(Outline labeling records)
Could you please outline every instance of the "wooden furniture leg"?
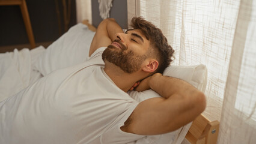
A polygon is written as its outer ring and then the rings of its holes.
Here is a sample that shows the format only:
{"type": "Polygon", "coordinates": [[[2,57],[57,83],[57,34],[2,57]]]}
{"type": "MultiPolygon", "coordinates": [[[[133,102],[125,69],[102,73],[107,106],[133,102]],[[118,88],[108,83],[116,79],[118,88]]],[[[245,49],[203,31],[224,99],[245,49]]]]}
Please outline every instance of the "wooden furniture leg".
{"type": "Polygon", "coordinates": [[[28,34],[28,40],[29,41],[30,45],[32,49],[35,47],[35,40],[34,39],[33,31],[32,31],[31,23],[30,23],[29,16],[28,15],[25,0],[22,0],[22,4],[20,5],[20,8],[22,13],[26,33],[28,34]]]}
{"type": "Polygon", "coordinates": [[[25,0],[0,0],[0,5],[19,5],[22,14],[25,26],[26,27],[28,40],[29,41],[31,49],[35,47],[35,40],[34,38],[33,31],[31,23],[30,23],[29,16],[25,0]]]}

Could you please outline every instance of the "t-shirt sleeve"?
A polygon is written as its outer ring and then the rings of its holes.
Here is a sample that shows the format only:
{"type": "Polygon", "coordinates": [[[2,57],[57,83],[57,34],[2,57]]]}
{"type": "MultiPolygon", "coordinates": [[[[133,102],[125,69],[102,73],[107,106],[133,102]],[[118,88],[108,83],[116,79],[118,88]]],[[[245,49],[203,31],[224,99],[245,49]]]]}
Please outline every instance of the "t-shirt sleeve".
{"type": "Polygon", "coordinates": [[[98,58],[102,59],[102,55],[106,48],[106,47],[101,47],[97,49],[96,50],[94,51],[94,52],[93,53],[93,54],[91,54],[91,56],[89,57],[88,60],[92,60],[94,59],[98,58]]]}
{"type": "Polygon", "coordinates": [[[145,137],[145,136],[142,135],[126,133],[120,129],[120,127],[124,125],[124,122],[132,114],[138,104],[133,104],[117,118],[115,121],[109,125],[108,130],[102,134],[100,143],[135,143],[135,140],[145,137]]]}

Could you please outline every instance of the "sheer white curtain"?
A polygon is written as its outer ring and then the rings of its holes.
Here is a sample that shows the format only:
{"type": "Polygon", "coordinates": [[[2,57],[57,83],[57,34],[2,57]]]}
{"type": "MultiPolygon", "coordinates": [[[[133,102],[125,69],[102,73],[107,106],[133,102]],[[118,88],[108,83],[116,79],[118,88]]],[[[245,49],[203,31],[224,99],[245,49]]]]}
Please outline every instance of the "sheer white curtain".
{"type": "Polygon", "coordinates": [[[76,0],[76,7],[77,23],[88,20],[92,24],[91,0],[76,0]]]}
{"type": "Polygon", "coordinates": [[[142,16],[175,50],[172,65],[203,64],[218,143],[256,143],[256,1],[127,1],[128,22],[142,16]]]}

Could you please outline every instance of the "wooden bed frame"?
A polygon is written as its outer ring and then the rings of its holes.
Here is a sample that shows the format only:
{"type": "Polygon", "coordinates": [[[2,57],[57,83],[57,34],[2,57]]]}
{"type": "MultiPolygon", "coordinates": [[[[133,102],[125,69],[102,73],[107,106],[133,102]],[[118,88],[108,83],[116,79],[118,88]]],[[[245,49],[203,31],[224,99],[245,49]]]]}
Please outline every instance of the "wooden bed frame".
{"type": "MultiPolygon", "coordinates": [[[[90,24],[88,20],[85,20],[82,23],[91,31],[96,31],[97,28],[90,24]]],[[[185,138],[192,144],[216,144],[219,127],[219,121],[210,121],[201,114],[193,121],[185,138]]]]}

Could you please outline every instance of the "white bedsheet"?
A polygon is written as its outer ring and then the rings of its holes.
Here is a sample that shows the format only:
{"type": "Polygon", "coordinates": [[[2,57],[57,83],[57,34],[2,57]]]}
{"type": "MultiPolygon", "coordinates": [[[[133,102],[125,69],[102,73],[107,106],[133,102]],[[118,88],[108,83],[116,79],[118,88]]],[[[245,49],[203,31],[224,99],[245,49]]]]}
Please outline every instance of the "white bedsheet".
{"type": "Polygon", "coordinates": [[[36,58],[44,51],[43,46],[32,50],[15,49],[0,53],[0,101],[14,95],[42,77],[33,70],[36,58]]]}

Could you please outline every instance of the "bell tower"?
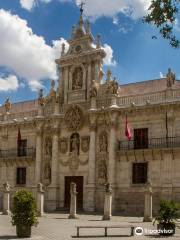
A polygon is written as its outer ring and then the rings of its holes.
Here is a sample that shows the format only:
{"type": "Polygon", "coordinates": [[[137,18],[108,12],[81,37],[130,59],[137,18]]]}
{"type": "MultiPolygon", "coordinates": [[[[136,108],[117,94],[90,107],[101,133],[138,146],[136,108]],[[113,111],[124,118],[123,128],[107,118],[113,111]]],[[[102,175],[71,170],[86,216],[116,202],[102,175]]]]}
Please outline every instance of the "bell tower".
{"type": "Polygon", "coordinates": [[[66,52],[62,44],[59,66],[59,95],[63,103],[83,102],[90,98],[91,84],[100,83],[103,77],[103,58],[106,56],[98,35],[94,41],[89,21],[84,22],[83,4],[80,5],[78,23],[72,27],[66,52]]]}

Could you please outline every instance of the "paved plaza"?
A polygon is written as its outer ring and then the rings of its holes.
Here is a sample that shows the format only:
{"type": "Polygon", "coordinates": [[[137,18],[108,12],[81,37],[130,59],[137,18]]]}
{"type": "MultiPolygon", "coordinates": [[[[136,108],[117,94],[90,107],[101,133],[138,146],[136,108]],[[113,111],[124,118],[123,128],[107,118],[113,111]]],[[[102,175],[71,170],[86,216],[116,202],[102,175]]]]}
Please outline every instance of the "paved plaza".
{"type": "MultiPolygon", "coordinates": [[[[68,214],[53,213],[45,214],[39,218],[39,225],[33,227],[32,240],[69,240],[69,239],[177,239],[180,240],[180,229],[177,229],[175,236],[168,238],[160,238],[158,236],[134,236],[129,237],[130,229],[109,229],[110,235],[121,235],[117,237],[102,237],[104,229],[81,229],[80,238],[76,237],[76,225],[134,225],[145,229],[156,229],[151,223],[143,223],[142,218],[137,217],[117,217],[114,216],[111,221],[101,221],[100,215],[79,215],[78,220],[68,219],[68,214]]],[[[9,216],[0,215],[0,239],[18,239],[16,237],[15,227],[11,225],[11,218],[9,216]]]]}

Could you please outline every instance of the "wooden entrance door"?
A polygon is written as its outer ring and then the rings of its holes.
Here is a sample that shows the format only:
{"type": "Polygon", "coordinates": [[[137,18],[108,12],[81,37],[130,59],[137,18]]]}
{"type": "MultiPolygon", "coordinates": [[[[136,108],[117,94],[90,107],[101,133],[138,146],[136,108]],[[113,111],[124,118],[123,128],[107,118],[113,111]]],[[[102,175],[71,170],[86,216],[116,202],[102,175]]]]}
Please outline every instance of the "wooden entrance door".
{"type": "Polygon", "coordinates": [[[77,208],[83,209],[83,177],[65,177],[65,198],[64,198],[64,207],[70,208],[70,185],[71,182],[76,183],[77,194],[77,208]]]}

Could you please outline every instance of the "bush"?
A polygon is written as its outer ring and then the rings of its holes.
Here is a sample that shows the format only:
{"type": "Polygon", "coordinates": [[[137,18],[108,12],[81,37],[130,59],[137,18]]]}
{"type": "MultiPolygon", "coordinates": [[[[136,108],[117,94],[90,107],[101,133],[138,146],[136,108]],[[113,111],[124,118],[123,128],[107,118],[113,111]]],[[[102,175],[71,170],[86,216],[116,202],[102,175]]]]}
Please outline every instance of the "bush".
{"type": "Polygon", "coordinates": [[[36,200],[31,192],[20,190],[15,193],[12,209],[12,224],[16,226],[37,226],[36,200]]]}
{"type": "Polygon", "coordinates": [[[160,209],[154,222],[175,225],[175,220],[180,217],[179,209],[179,204],[174,201],[161,200],[160,209]]]}

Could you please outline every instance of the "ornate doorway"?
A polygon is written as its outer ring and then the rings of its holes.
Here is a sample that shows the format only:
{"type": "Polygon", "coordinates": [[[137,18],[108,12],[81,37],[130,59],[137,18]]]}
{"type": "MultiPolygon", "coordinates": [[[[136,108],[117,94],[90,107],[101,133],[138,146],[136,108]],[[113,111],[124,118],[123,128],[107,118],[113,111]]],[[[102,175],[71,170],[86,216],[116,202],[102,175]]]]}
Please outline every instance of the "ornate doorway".
{"type": "Polygon", "coordinates": [[[71,176],[65,177],[65,195],[64,195],[64,207],[69,209],[70,207],[70,185],[71,182],[76,183],[77,194],[77,208],[83,209],[83,177],[82,176],[71,176]]]}

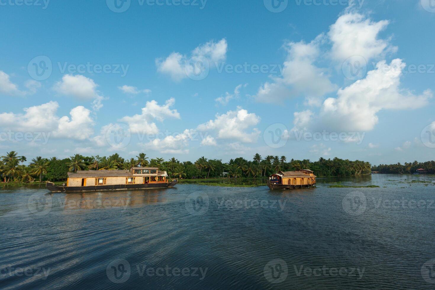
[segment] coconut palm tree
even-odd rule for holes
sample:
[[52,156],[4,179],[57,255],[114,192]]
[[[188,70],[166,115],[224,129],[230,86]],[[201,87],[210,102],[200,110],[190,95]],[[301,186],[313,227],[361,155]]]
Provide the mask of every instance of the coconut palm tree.
[[[4,170],[3,174],[8,177],[7,182],[9,182],[9,179],[12,178],[12,180],[15,180],[15,177],[18,176],[21,173],[20,168],[19,166],[19,161],[17,158],[11,159],[10,161],[6,162],[4,165]],[[6,178],[5,179],[6,181]]]
[[207,179],[208,179],[208,176],[210,174],[210,170],[212,171],[214,171],[214,170],[216,169],[216,165],[214,164],[214,162],[211,161],[209,161],[206,163],[205,168],[208,170],[208,173],[207,174]]
[[107,158],[104,156],[101,159],[98,170],[116,170],[118,166],[115,160]]
[[186,176],[186,173],[184,172],[184,167],[182,165],[180,164],[174,168],[174,172],[172,173],[174,177],[178,177],[179,178],[182,178],[183,177]]
[[89,164],[88,168],[91,170],[93,169],[98,170],[98,167],[100,166],[100,162],[98,161],[100,157],[98,155],[97,156],[92,156],[92,161],[91,161],[91,163]]
[[260,163],[260,162],[261,161],[261,156],[258,153],[256,153],[255,155],[254,156],[254,161],[257,162],[257,163]]
[[200,172],[202,172],[202,170],[205,168],[207,163],[207,160],[203,156],[195,161],[195,166],[199,170]]
[[14,151],[11,151],[10,152],[7,152],[6,156],[2,156],[3,161],[5,163],[11,161],[14,159],[17,159],[17,156],[18,153]]
[[50,161],[40,156],[32,160],[32,162],[30,163],[30,167],[32,169],[32,172],[35,175],[39,176],[40,182],[41,181],[41,177],[42,174],[47,173],[47,168],[50,164]]
[[80,154],[70,157],[70,162],[67,162],[66,164],[69,167],[68,170],[74,173],[77,172],[77,170],[82,170],[86,166],[83,161],[83,157]]
[[141,167],[146,167],[148,166],[148,157],[145,153],[139,153],[136,157],[137,158],[138,164],[141,165]]
[[281,161],[281,165],[282,165],[282,170],[284,170],[284,162],[285,162],[287,160],[287,158],[285,156],[281,156],[281,158],[280,159],[280,161]]
[[31,168],[27,167],[23,167],[21,170],[21,178],[24,182],[31,182],[35,179],[32,176],[32,173]]
[[136,160],[134,158],[130,158],[130,161],[127,161],[126,163],[127,165],[127,168],[126,169],[130,168],[132,167],[136,167],[139,164],[139,161]]

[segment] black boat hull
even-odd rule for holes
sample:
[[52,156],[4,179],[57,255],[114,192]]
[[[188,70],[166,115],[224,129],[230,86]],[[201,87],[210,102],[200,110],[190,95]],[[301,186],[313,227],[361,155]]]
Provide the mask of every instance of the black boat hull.
[[101,190],[126,190],[148,189],[151,188],[168,188],[173,187],[177,181],[171,183],[146,183],[145,184],[117,184],[116,185],[98,185],[92,186],[66,187],[56,186],[52,182],[47,182],[46,186],[51,192],[74,192],[77,191],[100,191]]
[[268,186],[271,190],[274,189],[296,189],[298,188],[304,188],[306,187],[312,187],[316,185],[314,184],[304,184],[303,185],[291,185],[291,184],[277,184],[276,183],[271,183],[270,180],[268,180]]

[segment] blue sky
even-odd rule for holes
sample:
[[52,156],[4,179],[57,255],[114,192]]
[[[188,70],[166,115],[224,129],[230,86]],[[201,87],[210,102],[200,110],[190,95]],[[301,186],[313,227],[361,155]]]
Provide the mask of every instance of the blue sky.
[[115,1],[0,0],[2,152],[435,157],[429,0]]

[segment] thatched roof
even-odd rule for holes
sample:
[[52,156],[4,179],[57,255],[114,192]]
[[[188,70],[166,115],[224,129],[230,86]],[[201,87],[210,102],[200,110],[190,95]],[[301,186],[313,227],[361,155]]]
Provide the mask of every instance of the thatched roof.
[[281,175],[283,177],[316,177],[315,175],[313,174],[312,170],[308,169],[304,169],[296,171],[279,171],[277,174]]
[[[146,167],[139,167],[142,169]],[[153,168],[153,167],[150,167]],[[167,176],[166,171],[158,171],[157,176]],[[149,174],[134,174],[128,170],[82,170],[77,172],[68,172],[68,177],[70,178],[90,177],[119,177],[140,176],[152,176]],[[156,175],[154,175],[154,176]]]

* **What is asked**
Please put the lines above, from the line with "[segment] thatched roof" through the last line, into a Markdown table with the columns Row and Line. Leave out any blank lines.

* **Final result**
| Row | Line |
|---|---|
| 1 | [segment] thatched roof |
| 2 | even-odd rule for holes |
| 3 | sample: |
| 4 | [[52,156],[4,179],[57,255],[114,192]] |
| 5 | [[[188,70],[166,115],[224,129],[230,86]],[[201,87],[210,102],[200,110],[190,95]],[[301,186],[313,227],[361,155]]] |
| 6 | Provide the mask of every instance of the thatched roof. |
| 7 | [[281,175],[283,177],[316,177],[315,175],[313,174],[312,170],[308,169],[304,169],[296,171],[279,171],[277,174]] |
| 8 | [[[146,167],[139,167],[142,169]],[[153,168],[153,167],[150,167]],[[167,176],[166,171],[158,171],[157,176]],[[149,174],[134,174],[128,170],[82,170],[77,172],[68,172],[68,177],[70,178],[90,177],[119,177],[140,176],[152,176]],[[156,175],[154,175],[154,176]]] |